* **WHAT IS REQUIRED**
Please reproduce every line of the data starting at the line that contains "Tag each instance of the television" and ending at the line that contains "<point>773,333</point>", shifting each coordinate in the answers up by 39 and leaving all other lines unchanged.
-- START DATA SUPPLIED --
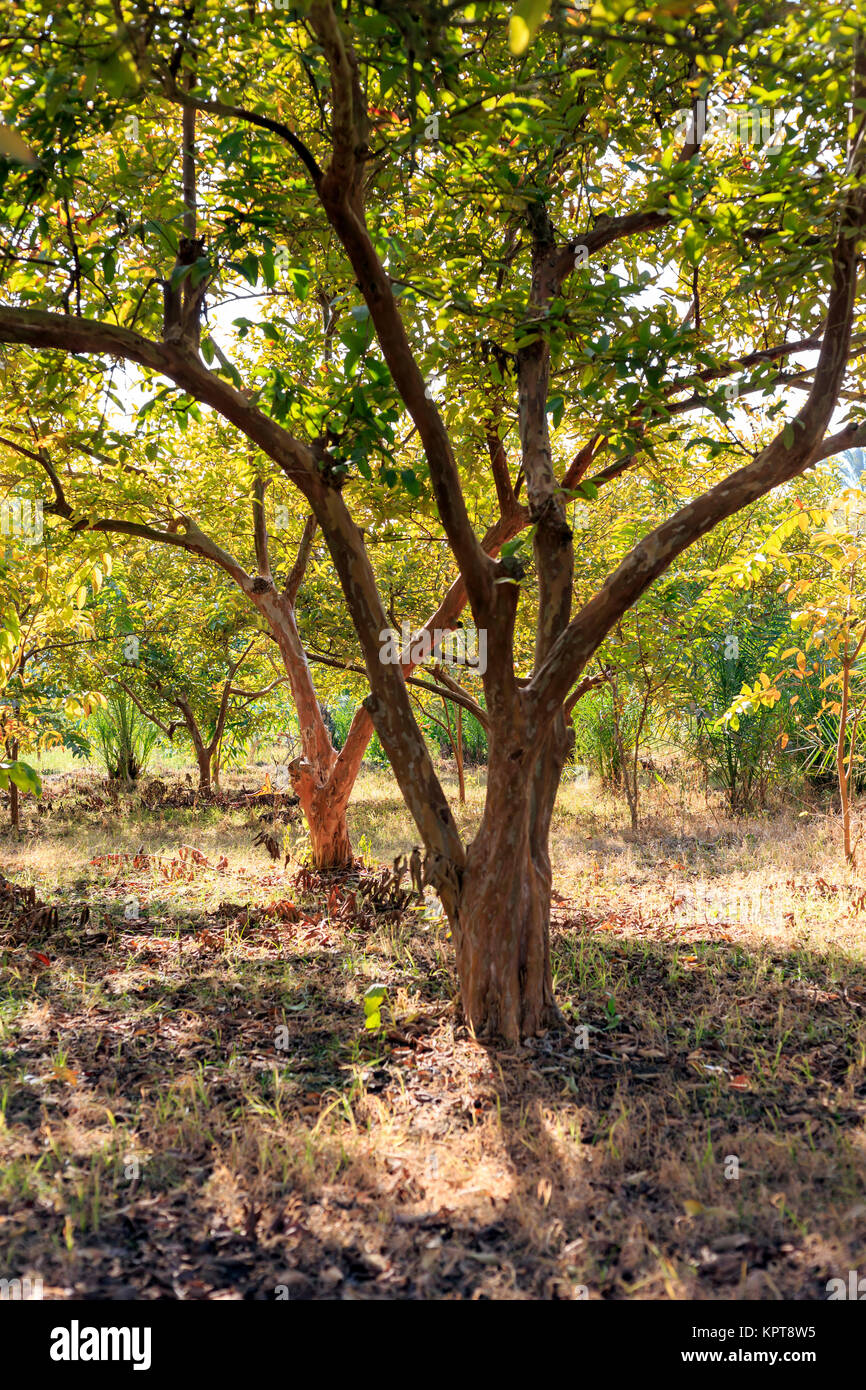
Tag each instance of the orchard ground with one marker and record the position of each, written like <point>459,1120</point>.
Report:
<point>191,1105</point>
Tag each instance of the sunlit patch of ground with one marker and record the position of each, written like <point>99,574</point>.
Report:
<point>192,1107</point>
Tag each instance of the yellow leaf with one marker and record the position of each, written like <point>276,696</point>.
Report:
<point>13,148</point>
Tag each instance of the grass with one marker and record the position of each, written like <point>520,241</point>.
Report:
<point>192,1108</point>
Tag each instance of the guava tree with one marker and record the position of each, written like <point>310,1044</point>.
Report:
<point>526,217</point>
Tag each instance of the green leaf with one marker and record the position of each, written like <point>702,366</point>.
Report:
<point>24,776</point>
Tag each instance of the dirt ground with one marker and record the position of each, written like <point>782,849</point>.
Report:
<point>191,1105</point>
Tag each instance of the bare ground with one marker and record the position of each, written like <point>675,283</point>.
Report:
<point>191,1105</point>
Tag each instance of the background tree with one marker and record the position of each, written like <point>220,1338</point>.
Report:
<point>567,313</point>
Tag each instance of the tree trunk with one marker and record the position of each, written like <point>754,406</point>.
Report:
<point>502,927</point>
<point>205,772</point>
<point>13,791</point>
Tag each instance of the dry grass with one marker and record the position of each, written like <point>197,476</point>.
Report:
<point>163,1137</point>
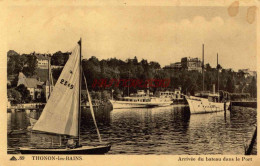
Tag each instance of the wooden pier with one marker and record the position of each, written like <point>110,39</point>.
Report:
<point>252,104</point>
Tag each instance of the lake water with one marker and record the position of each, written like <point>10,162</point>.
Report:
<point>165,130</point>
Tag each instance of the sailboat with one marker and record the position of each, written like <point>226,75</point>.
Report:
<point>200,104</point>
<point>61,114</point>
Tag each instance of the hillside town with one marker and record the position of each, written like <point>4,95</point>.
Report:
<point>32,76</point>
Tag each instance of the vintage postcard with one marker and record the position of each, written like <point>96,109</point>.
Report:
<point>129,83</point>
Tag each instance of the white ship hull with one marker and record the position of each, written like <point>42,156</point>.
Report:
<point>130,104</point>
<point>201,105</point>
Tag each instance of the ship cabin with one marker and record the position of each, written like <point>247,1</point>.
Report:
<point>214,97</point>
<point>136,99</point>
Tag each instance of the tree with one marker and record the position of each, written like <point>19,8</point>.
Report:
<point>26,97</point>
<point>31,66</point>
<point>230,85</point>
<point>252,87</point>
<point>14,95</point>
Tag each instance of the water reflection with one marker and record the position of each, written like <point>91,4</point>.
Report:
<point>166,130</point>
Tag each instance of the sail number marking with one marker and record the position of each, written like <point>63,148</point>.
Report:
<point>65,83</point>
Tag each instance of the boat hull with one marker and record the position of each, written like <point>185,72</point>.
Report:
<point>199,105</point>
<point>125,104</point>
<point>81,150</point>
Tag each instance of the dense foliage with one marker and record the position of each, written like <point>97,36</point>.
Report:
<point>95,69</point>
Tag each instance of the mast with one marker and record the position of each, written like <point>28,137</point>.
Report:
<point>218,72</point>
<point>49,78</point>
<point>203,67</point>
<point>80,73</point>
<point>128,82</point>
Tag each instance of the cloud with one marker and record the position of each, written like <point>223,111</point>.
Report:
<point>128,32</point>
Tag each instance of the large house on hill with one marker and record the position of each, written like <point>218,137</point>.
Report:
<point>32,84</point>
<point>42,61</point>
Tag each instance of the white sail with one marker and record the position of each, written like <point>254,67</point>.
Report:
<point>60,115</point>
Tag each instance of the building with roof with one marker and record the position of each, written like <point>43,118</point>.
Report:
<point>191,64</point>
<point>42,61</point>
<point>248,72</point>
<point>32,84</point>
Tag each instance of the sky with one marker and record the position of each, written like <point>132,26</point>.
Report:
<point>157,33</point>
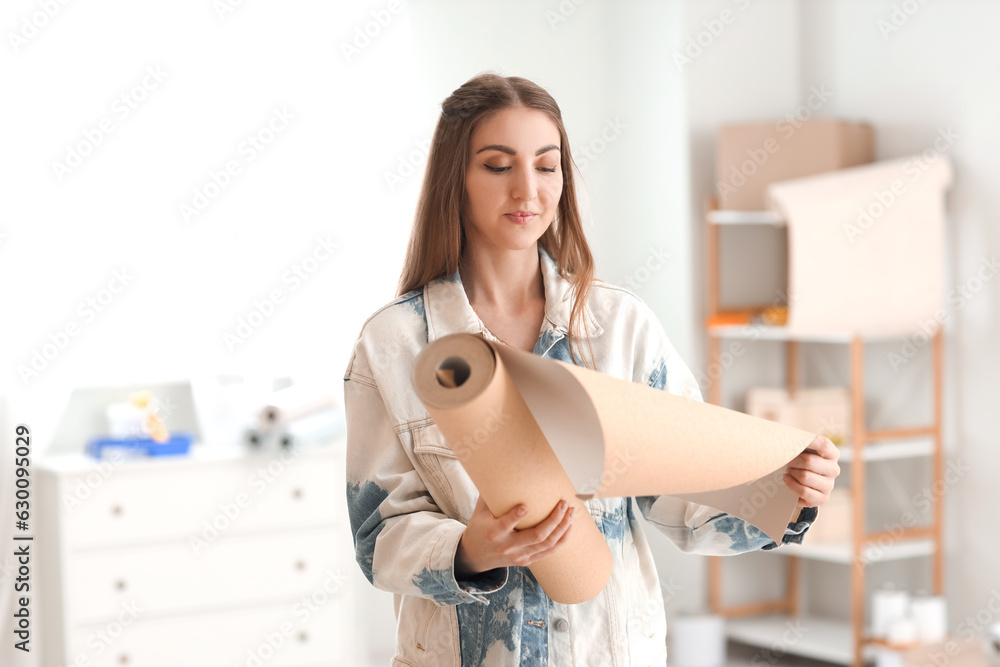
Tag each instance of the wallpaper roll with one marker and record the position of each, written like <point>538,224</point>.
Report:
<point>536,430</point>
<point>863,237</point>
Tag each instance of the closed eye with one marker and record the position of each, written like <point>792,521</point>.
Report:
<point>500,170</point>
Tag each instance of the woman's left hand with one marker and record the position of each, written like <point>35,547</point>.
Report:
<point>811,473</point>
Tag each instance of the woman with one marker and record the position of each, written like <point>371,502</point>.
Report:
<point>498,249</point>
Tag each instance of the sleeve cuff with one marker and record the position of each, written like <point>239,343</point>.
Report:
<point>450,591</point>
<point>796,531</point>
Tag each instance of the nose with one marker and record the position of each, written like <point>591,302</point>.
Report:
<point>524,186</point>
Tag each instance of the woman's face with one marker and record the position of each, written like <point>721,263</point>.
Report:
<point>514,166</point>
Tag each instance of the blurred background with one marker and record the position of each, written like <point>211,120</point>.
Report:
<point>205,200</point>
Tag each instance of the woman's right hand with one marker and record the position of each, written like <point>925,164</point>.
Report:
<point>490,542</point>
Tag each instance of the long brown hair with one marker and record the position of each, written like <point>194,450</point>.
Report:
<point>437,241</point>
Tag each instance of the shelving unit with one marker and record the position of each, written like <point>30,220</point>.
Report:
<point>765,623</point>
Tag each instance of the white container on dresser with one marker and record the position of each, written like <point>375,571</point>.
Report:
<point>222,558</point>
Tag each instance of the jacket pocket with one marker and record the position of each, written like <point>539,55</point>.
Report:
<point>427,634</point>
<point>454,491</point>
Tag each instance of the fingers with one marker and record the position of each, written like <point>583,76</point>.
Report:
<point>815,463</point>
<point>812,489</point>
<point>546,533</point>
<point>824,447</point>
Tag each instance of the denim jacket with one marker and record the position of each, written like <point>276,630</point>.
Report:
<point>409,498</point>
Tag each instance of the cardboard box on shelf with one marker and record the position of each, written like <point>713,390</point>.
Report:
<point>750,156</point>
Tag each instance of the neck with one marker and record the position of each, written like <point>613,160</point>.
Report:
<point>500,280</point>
-- END DATA SUPPLIED --
-- START DATA SUPPLIED --
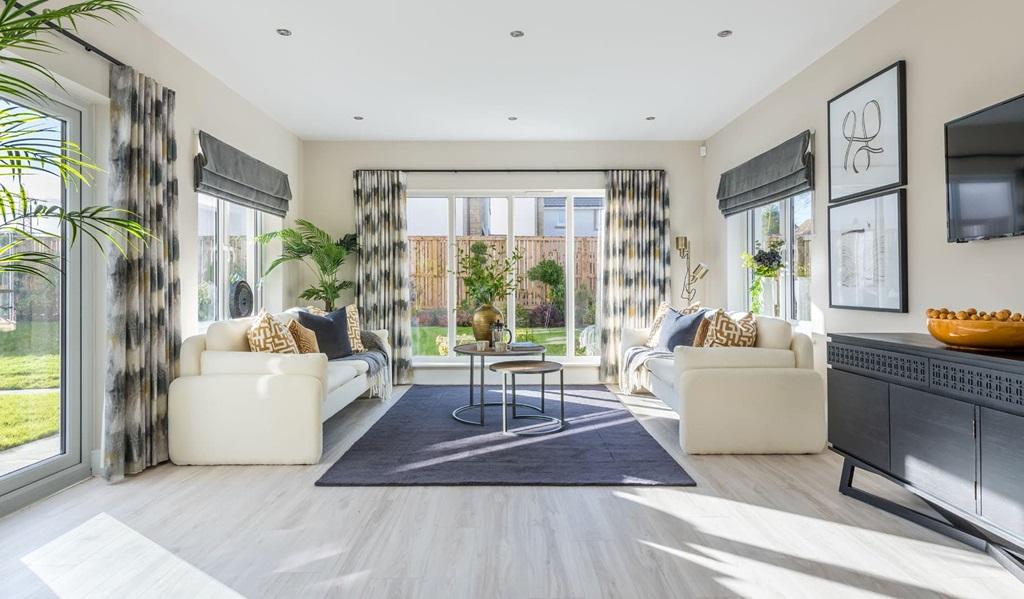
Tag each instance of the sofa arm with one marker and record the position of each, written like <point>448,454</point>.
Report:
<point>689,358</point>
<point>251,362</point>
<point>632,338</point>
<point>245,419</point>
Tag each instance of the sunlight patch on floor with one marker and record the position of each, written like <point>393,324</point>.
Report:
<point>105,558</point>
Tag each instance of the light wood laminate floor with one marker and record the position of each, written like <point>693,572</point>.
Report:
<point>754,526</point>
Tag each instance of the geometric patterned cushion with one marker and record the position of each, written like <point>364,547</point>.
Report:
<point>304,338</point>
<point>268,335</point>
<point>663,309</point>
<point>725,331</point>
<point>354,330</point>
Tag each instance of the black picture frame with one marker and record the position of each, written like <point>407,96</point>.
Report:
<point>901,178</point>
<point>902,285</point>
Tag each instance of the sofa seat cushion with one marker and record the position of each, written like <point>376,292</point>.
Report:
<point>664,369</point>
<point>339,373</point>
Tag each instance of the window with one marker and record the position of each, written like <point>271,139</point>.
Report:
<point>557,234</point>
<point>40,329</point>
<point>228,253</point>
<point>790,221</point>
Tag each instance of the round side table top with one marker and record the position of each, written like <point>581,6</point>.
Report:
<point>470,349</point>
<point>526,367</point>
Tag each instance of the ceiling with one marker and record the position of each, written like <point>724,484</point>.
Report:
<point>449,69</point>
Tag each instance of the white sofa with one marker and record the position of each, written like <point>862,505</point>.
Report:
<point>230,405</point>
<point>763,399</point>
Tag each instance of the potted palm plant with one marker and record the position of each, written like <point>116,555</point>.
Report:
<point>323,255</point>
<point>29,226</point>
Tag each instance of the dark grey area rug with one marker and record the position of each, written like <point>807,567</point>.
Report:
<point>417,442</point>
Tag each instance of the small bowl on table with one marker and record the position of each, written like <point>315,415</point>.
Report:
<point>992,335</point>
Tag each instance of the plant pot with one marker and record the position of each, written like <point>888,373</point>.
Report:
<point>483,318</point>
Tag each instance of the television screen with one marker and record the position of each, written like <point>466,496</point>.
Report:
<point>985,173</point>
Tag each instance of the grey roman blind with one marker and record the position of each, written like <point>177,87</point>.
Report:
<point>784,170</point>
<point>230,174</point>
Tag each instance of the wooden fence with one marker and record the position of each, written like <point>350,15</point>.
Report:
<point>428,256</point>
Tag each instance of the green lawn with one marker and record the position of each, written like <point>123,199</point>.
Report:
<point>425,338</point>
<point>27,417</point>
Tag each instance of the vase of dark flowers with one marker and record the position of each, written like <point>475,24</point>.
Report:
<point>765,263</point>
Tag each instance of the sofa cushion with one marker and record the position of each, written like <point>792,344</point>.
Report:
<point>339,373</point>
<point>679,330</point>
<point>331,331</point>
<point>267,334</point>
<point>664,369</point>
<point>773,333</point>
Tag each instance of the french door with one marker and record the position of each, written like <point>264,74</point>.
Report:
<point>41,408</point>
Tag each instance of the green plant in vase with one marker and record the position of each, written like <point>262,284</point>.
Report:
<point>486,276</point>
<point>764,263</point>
-- END DATA SUPPLIED --
* **RESULT**
Tag each instance of the television screen with one marker and record the position of each, written like <point>466,496</point>.
Report:
<point>1024,212</point>
Tag each instance of the grey roman blind with one marker and record the position of each, written like <point>177,87</point>.
Report:
<point>823,209</point>
<point>269,213</point>
Tag each instance of the wooden fence with one marker and record the position of each, written like <point>350,15</point>.
Report:
<point>467,295</point>
Tag each instance of the green lawn with one marker and record the position of each, written like <point>123,199</point>.
Report:
<point>464,377</point>
<point>66,456</point>
Tag each instance of the vase of dark flowers with one marker and record the position of each, written like <point>475,24</point>.
Report:
<point>804,302</point>
Tag each instance of the sofa cushion with one marker and record the position of each, written like <point>792,344</point>.
Report:
<point>378,412</point>
<point>718,369</point>
<point>370,370</point>
<point>306,373</point>
<point>703,408</point>
<point>812,372</point>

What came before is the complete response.